## TASK BRIEF
Rewrite the data below so that "segmenter" becomes "labeling tool" everywhere it appears. Keep everything else the same.

## Start TASK INPUTS

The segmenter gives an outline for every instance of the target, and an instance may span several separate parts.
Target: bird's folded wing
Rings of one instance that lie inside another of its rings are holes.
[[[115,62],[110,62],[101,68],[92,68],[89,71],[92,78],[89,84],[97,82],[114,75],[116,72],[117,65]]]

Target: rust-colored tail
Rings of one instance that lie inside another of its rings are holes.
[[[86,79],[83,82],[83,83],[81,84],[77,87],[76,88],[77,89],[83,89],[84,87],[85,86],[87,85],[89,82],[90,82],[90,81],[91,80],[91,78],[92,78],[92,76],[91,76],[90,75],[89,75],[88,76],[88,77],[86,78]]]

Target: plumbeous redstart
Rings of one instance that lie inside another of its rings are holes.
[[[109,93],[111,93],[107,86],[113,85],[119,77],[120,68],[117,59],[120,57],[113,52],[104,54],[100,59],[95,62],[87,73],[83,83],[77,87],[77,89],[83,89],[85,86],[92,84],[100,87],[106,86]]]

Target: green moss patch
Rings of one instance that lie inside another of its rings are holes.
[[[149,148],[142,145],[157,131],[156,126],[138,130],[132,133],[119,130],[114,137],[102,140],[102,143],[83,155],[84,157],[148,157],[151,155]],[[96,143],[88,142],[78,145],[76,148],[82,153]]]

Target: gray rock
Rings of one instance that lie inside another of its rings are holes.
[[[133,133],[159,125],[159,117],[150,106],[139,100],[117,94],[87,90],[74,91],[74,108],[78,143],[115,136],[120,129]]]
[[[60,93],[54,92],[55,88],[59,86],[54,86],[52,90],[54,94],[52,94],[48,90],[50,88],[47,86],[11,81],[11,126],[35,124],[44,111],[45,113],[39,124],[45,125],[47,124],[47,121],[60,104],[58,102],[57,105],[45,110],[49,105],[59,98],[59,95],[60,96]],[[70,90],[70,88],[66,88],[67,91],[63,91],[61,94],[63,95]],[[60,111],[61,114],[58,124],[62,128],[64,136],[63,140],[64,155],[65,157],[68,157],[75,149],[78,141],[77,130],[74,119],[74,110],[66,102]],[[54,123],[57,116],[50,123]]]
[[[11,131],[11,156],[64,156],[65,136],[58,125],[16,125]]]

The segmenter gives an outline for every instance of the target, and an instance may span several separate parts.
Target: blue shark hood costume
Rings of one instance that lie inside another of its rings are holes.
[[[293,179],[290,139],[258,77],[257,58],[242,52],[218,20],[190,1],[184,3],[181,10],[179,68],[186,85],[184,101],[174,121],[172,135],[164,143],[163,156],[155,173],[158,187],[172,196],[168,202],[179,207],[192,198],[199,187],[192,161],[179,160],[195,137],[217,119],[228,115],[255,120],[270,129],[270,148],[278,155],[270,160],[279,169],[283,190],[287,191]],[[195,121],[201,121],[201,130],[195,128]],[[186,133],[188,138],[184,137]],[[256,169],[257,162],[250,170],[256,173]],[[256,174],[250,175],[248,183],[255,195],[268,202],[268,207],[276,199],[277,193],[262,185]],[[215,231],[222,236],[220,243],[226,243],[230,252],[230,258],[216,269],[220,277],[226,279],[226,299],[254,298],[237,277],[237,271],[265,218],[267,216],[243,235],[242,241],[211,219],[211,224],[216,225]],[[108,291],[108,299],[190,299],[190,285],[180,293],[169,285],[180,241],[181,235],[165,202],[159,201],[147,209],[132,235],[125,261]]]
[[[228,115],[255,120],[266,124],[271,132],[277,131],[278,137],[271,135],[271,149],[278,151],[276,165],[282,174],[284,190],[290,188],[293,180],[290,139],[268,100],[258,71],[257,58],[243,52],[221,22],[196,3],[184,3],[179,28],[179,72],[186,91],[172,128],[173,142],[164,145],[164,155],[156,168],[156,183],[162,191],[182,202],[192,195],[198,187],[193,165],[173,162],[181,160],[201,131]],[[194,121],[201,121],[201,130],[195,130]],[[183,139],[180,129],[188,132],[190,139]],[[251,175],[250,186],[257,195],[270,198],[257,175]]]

## End TASK INPUTS

## WRITTEN ANSWER
The labeling tool gives an outline for every instance of the target, and an instance may span several separate parts.
Target: bird's folded wing
Rings of one instance that lie inside another of its rings are holes.
[[[115,62],[110,62],[101,68],[92,68],[89,71],[92,78],[89,84],[97,82],[114,75],[116,72],[117,65]]]

Target: rust-colored tail
Rings of one instance that lie inside another of its rings are holes.
[[[86,79],[83,82],[83,83],[81,84],[77,87],[76,88],[77,89],[83,89],[84,87],[85,86],[87,85],[89,82],[90,82],[90,81],[91,80],[91,78],[92,78],[92,76],[91,76],[90,75],[89,75],[88,76],[88,77],[86,78]]]

Target: plumbeous redstart
Rings of one instance that lie inside another of its rings are holes.
[[[109,93],[111,93],[107,86],[113,85],[119,77],[120,68],[117,59],[120,57],[113,52],[104,54],[100,59],[95,62],[87,73],[83,83],[77,87],[77,89],[83,89],[85,86],[92,84],[100,87],[106,86]]]

Target: green moss patch
Rings of one instance that lie inside another of its rings are holes.
[[[149,148],[142,145],[157,131],[156,126],[138,130],[132,133],[119,130],[114,137],[102,140],[102,143],[83,155],[84,157],[148,157],[151,155]],[[96,143],[88,142],[78,145],[76,148],[82,153]]]

Target: gray rock
Rings of one instance that lie inside another of its rings are holes.
[[[133,133],[159,125],[159,117],[150,106],[139,100],[117,94],[87,90],[74,91],[74,108],[78,143],[115,136],[120,129]]]
[[[60,93],[54,92],[55,88],[59,86],[54,86],[52,90],[54,94],[52,94],[48,90],[50,88],[47,86],[11,81],[11,126],[35,124],[44,111],[45,113],[39,124],[45,125],[47,124],[47,121],[60,104],[58,102],[57,105],[45,110],[49,105],[59,98],[59,95],[60,96]],[[70,90],[70,88],[66,88],[67,91],[63,91],[61,94],[63,95]],[[60,111],[61,114],[58,124],[62,128],[64,136],[63,140],[64,155],[65,157],[68,157],[75,149],[78,141],[77,130],[74,119],[74,110],[66,102]],[[54,123],[57,116],[50,123]]]
[[[11,131],[11,156],[64,156],[65,136],[58,125],[16,125]]]

The labeling tool gives an outline for every instance of the target, and an instance may span several separate parts.
Target: blue shark hood costume
Rings of one instance that lie inside another of its rings are holes.
[[[293,179],[290,139],[258,77],[257,58],[242,52],[218,20],[190,1],[184,3],[181,10],[179,68],[186,85],[184,101],[174,121],[172,135],[164,143],[163,156],[155,173],[158,187],[172,196],[168,202],[179,207],[192,198],[199,187],[192,161],[179,160],[195,137],[217,119],[228,115],[255,120],[270,129],[270,148],[278,155],[270,160],[279,169],[283,190],[287,191]],[[195,121],[201,121],[201,130],[195,128]],[[186,133],[188,138],[184,137]],[[256,169],[257,162],[250,170],[256,173]],[[256,174],[250,175],[248,183],[255,195],[268,202],[268,207],[276,199],[277,193],[262,185]],[[215,231],[222,236],[220,243],[226,243],[230,252],[230,258],[216,269],[220,277],[226,279],[226,299],[254,298],[237,277],[237,271],[265,218],[267,216],[243,235],[242,241],[211,219],[211,224],[216,225]],[[108,291],[108,299],[190,299],[190,285],[180,293],[169,285],[180,241],[181,235],[165,202],[159,201],[147,209],[132,235],[125,261]]]
[[[228,115],[255,120],[266,124],[271,132],[277,131],[278,137],[271,135],[271,149],[278,151],[276,165],[282,174],[284,190],[290,188],[293,180],[290,139],[268,100],[258,71],[257,58],[243,52],[221,22],[196,3],[184,3],[179,28],[179,72],[186,91],[172,128],[173,142],[164,145],[164,155],[156,168],[156,183],[162,191],[182,202],[192,195],[198,187],[193,165],[173,162],[181,160],[201,131]],[[194,121],[201,121],[201,130],[195,130]],[[183,139],[180,129],[188,132],[190,139]],[[251,175],[250,186],[257,195],[270,198],[257,175]]]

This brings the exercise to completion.